WORK TASK: Your task is to repeat the data exactly, every line of it.

GIVEN INFORMATION:
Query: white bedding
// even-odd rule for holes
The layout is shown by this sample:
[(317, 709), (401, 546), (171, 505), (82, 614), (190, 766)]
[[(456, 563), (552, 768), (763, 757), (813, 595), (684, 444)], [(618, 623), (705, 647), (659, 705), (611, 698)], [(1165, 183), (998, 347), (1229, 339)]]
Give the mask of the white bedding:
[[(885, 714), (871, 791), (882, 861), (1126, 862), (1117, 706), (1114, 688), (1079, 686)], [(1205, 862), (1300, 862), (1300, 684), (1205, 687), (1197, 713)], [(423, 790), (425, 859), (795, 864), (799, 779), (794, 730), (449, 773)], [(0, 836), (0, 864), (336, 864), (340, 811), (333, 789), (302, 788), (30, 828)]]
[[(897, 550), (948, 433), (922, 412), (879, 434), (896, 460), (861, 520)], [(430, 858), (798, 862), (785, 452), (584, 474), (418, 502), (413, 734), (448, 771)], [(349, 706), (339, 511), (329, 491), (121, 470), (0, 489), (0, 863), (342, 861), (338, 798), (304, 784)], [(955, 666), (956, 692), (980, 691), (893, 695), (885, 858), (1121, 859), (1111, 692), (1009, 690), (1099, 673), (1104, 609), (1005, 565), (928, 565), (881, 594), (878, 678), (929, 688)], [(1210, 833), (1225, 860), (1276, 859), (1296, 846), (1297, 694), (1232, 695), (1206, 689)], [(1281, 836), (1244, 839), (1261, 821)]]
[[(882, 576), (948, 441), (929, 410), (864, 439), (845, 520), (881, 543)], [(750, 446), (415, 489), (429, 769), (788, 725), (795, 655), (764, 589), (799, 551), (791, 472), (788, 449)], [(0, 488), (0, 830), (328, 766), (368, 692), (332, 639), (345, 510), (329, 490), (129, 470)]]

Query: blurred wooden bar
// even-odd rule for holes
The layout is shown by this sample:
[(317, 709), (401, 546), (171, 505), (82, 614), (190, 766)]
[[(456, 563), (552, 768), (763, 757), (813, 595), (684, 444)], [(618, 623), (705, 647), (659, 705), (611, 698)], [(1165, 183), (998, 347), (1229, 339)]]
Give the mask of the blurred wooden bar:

EXPECTED OUTPUT:
Query: white bedding
// even-odd rule for holes
The layout is shown by this sample:
[(317, 709), (401, 546), (171, 505), (82, 614), (190, 766)]
[[(456, 563), (552, 768), (763, 757), (813, 595), (684, 444)], [(618, 623), (705, 647), (659, 705), (611, 698)], [(1165, 183), (998, 347), (1229, 339)]]
Give the mask of the white bedding:
[[(885, 714), (871, 791), (882, 861), (1126, 862), (1117, 706), (1114, 688), (1079, 686)], [(1205, 862), (1300, 862), (1300, 684), (1205, 687), (1197, 713)], [(423, 790), (425, 859), (795, 864), (799, 779), (794, 730), (449, 773)], [(0, 836), (0, 864), (336, 864), (340, 811), (333, 789), (302, 788), (30, 828)]]
[[(897, 550), (948, 433), (922, 412), (879, 434), (896, 460), (861, 520)], [(430, 858), (798, 862), (785, 452), (584, 474), (418, 502), (413, 734), (448, 771)], [(349, 706), (339, 511), (329, 491), (121, 470), (0, 489), (0, 863), (342, 861), (338, 798), (304, 784)], [(955, 666), (956, 692), (980, 691), (893, 695), (885, 858), (1121, 859), (1111, 692), (1009, 690), (1099, 673), (1104, 609), (1005, 565), (928, 565), (881, 594), (878, 678), (929, 688)], [(1210, 833), (1225, 860), (1276, 859), (1296, 846), (1297, 694), (1232, 695), (1206, 689)], [(1281, 836), (1244, 839), (1261, 821)]]
[[(882, 576), (948, 441), (929, 410), (864, 439), (845, 520), (881, 543)], [(750, 446), (415, 489), (429, 769), (788, 725), (795, 655), (764, 589), (799, 551), (791, 472), (788, 449)], [(0, 488), (0, 830), (328, 766), (368, 692), (332, 639), (345, 510), (329, 490), (129, 470)]]

Query: blurred wooden bar
// even-odd rule for holes
The layout is shown by this sample:
[(317, 709), (401, 546), (171, 505), (82, 614), (190, 766)]
[[(456, 563), (552, 768), (763, 757), (813, 595), (684, 444)], [(618, 623), (705, 647), (659, 705), (611, 698)], [(1165, 183), (998, 347), (1229, 339)]]
Give the mask of the blurred wooden bar:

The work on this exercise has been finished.